>> Begin DATASET ENTRIES

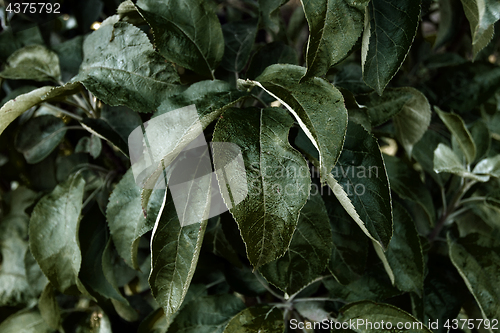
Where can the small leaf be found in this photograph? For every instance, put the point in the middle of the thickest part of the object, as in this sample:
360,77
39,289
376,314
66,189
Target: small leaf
270,13
488,166
270,54
54,234
49,308
174,254
360,183
91,145
33,62
482,15
404,253
390,27
101,129
260,318
126,219
120,67
15,107
367,311
405,181
316,105
207,314
239,38
476,258
309,250
445,160
277,186
25,322
39,137
457,127
334,28
188,33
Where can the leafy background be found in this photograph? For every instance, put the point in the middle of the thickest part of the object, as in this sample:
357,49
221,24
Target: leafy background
406,89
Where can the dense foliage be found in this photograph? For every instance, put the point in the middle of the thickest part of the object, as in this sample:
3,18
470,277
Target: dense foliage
369,134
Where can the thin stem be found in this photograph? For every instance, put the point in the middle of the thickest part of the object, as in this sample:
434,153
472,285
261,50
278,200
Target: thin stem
317,299
471,199
69,114
267,287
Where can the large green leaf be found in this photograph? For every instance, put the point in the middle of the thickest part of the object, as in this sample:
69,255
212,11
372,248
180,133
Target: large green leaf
126,219
477,259
120,67
53,234
174,252
457,127
350,246
33,62
239,38
25,322
261,318
378,313
39,137
404,253
211,99
208,314
15,107
359,181
309,250
317,106
482,15
406,183
334,28
277,177
390,27
187,33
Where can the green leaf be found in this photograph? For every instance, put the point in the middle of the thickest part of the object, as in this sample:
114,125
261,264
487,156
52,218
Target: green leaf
209,314
334,28
270,13
101,129
488,166
91,145
93,240
309,250
53,234
126,218
270,54
457,127
390,27
33,62
120,67
188,33
25,322
376,313
15,107
350,246
482,15
405,181
316,105
277,177
445,160
49,308
239,38
175,250
476,258
404,253
373,285
211,99
359,181
39,137
260,318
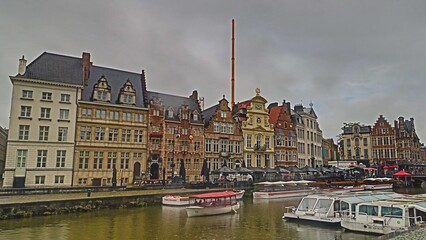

>> End DATASET ENTRIES

WHAT THE TASK REQUIRES: Put every line above into a JSON list of strings, one string per line and no entries for blank lines. Leave the pictures out of the list.

EXERCISE SOLUTION:
[
  "Where can the small leaf be found in this photograph? For every instance, put the point in the middle of the thickest part of the object, as in this sample:",
  "360,77",
  "39,289",
  "376,314",
  "66,189",
  "Target: small leaf",
  "270,13",
  "488,166",
  "270,54",
  "54,234",
  "49,308",
  "174,254",
  "360,183",
  "91,145",
  "33,62",
  "482,15",
  "404,253",
  "390,27",
  "101,129",
  "260,318",
  "126,219",
  "120,67",
  "15,107",
  "367,311",
  "405,181",
  "316,105",
  "207,314",
  "239,38",
  "476,258",
  "309,250",
  "445,160",
  "277,186",
  "25,322",
  "39,137",
  "457,127",
  "334,28",
  "188,33",
  "Where can the leafy background be found in this photograph? For every instance, put the point in the middle of the thickest part of the object, as in this sample:",
  "357,49",
  "221,24",
  "Target: leafy background",
  "406,89",
  "Where can the dense foliage be found in this photograph? For every instance, put the point in the middle of the thickest part of the object, as in this sample:",
  "3,18",
  "470,277",
  "Target: dense foliage",
  "369,134",
  "Where can the thin stem be found in this photograph? For every instance, put the point in the middle of the thickest part of the object, as in this sample:",
  "434,153",
  "472,285",
  "261,50",
  "278,200",
  "Target: thin stem",
  "317,299",
  "471,199",
  "69,114",
  "267,287",
  "Where can the large green leaf be found in this photograph? For every instance, put the point in the middle of the thickest part of the object, as in this sample:",
  "69,255",
  "212,11",
  "372,248",
  "180,133",
  "Target: large green leaf",
  "126,219",
  "477,259",
  "120,67",
  "53,234",
  "174,252",
  "457,127",
  "350,246",
  "33,62",
  "239,38",
  "25,322",
  "261,318",
  "378,313",
  "39,137",
  "404,253",
  "211,99",
  "208,314",
  "15,107",
  "359,181",
  "309,250",
  "317,106",
  "482,15",
  "406,183",
  "334,28",
  "277,177",
  "390,27",
  "187,33",
  "Where can the green leaf be found in this photograph? For every instance, put the point in the middle of the thickest part of the object, as in this sample:",
  "114,125",
  "261,264",
  "487,156",
  "52,218",
  "Target: green leaf",
  "209,314",
  "334,28",
  "270,13",
  "101,129",
  "488,166",
  "91,145",
  "93,240",
  "309,250",
  "53,234",
  "126,218",
  "270,54",
  "457,127",
  "390,27",
  "33,62",
  "120,67",
  "188,33",
  "25,322",
  "376,313",
  "15,107",
  "350,246",
  "482,15",
  "405,181",
  "316,105",
  "277,177",
  "445,160",
  "49,308",
  "239,38",
  "175,250",
  "476,258",
  "404,253",
  "373,285",
  "211,99",
  "359,181",
  "39,137",
  "260,318"
]